§ Task: In the records below, find the line containing "the chrome trim", then extract that line and all subsequent lines exactly, leaving out everything else.

§ Entries:
──────────────────────────────

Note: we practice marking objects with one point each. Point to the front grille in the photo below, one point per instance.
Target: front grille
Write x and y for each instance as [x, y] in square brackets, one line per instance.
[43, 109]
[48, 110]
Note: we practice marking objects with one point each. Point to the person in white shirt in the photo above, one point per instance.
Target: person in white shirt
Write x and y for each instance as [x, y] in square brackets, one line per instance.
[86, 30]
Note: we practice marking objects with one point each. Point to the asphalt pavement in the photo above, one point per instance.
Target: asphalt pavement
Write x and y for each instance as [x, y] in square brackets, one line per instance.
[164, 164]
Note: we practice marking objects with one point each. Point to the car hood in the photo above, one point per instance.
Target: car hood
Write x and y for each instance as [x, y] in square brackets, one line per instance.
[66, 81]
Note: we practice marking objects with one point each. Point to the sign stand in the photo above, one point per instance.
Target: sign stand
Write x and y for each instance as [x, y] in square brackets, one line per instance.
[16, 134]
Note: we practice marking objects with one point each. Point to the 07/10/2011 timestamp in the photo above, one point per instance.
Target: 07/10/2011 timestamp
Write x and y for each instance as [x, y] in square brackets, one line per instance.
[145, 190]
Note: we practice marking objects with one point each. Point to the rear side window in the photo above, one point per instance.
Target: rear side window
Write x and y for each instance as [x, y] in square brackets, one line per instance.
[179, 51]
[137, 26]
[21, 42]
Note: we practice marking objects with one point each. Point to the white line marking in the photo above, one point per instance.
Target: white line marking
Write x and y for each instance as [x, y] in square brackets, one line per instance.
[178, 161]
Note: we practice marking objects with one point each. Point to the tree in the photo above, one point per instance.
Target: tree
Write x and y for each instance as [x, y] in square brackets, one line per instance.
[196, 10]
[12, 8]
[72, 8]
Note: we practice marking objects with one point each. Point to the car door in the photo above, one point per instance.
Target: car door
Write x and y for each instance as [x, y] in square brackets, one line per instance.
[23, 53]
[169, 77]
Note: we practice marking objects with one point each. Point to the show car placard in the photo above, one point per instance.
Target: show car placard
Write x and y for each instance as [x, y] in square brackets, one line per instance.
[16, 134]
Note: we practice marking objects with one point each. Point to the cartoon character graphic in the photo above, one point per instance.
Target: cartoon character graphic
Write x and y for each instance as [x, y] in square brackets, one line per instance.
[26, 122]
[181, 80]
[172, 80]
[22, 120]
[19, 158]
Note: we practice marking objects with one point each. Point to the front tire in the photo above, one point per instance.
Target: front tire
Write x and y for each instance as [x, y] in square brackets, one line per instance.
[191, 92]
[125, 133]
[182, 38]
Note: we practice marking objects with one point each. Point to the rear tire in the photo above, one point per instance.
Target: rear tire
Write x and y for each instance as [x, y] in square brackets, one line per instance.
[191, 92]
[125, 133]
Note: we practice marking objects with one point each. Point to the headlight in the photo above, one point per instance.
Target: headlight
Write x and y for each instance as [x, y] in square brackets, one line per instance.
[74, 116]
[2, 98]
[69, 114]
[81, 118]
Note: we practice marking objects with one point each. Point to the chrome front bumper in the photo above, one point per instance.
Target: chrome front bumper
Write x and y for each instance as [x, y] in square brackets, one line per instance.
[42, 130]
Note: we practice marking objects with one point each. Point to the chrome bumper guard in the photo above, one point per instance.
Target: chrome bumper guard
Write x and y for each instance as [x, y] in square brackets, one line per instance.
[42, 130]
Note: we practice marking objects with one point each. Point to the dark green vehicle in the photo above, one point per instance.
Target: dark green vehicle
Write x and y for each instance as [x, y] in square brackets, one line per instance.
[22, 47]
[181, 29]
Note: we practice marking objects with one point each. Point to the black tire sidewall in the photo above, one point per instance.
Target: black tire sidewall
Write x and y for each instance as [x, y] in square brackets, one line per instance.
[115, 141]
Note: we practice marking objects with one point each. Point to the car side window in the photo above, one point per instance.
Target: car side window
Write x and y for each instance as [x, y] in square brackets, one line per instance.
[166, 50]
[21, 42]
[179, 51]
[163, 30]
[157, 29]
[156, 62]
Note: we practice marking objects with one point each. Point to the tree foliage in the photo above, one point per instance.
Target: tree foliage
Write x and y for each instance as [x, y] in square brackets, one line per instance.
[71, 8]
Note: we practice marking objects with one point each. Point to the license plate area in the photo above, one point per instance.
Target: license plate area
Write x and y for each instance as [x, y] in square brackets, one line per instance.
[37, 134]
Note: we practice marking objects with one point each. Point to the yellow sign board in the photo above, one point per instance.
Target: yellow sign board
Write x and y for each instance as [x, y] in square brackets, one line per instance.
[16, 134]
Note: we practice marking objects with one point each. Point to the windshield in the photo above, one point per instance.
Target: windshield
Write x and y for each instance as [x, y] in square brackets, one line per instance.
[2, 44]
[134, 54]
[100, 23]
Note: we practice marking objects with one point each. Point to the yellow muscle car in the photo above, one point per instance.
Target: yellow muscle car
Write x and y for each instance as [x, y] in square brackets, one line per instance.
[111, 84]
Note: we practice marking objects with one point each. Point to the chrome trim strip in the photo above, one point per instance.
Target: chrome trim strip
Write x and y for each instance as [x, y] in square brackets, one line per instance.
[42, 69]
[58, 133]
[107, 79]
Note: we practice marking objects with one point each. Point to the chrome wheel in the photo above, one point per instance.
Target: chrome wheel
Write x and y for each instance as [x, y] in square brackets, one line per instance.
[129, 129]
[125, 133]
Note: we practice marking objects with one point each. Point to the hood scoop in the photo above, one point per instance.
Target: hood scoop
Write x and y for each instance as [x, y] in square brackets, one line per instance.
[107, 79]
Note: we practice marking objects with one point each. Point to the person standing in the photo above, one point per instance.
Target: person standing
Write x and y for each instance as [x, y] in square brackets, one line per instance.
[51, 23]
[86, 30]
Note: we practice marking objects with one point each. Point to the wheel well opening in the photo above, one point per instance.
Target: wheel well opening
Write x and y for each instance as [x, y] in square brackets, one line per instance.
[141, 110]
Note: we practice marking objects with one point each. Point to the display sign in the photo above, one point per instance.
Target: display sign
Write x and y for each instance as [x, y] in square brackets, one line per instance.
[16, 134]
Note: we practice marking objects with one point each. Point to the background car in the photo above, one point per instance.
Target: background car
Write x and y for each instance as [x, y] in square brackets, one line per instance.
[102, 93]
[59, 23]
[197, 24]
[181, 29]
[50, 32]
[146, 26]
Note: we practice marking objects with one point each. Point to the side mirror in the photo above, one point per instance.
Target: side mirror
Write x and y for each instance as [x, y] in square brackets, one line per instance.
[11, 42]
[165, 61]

──────────────────────────────

§ Output of the task:
Note: we practice marking objects with one point each. Point to the chrome trim strip in the photo above, one point per instance.
Target: chrome trim strip
Write x and y for each instance as [x, y] in square brackets, one line per instance.
[42, 69]
[58, 133]
[107, 79]
Note: we practice marking objects with one point each. Point to the chrome wheel in the photo above, one point per instance.
Target: chrome wheel
Write x and y for each instance as [x, y] in square brackets, one line per instance.
[129, 129]
[125, 133]
Note: we practice marking objects with one point each. Point to the hood scoop in the photo above, one point per instance.
Target: hood scoop
Write x and y for each instance as [x, y] in square brackets, one line per instance.
[107, 79]
Note: we practice marking objects with one point each. Point to the person standing in the photo above, one point per instance.
Target: person standing
Write x and y for each instance as [x, y] in square brackets, one line per instance.
[51, 23]
[86, 30]
Note: we practice marking objects with one point each. Point to the wheel well opening in the photo above, one point per instance.
Target: wheel well opening
Write x and y for each instance as [x, y] in square brackets, one line per instance.
[141, 110]
Note: we practice marking objects with one point each. Point to the display sign in the photo above, one point per instance.
Target: display sign
Write x and y for each instance as [x, y] in square brackets, one line per instance.
[16, 134]
Note: we practice marking objects with one point each. Point to the background car in the photo above, one point per instance.
Target: background car
Write x and y for each instance as [x, y] in square brackets, one line per instance.
[102, 93]
[59, 23]
[197, 24]
[181, 29]
[50, 32]
[146, 26]
Note: we practice marking objects with one point each. Point to the side mirror in the photo above, one point per instance.
Target: side mirror
Write x and y for each instance as [x, y] in square brackets, one line per instance.
[11, 42]
[165, 61]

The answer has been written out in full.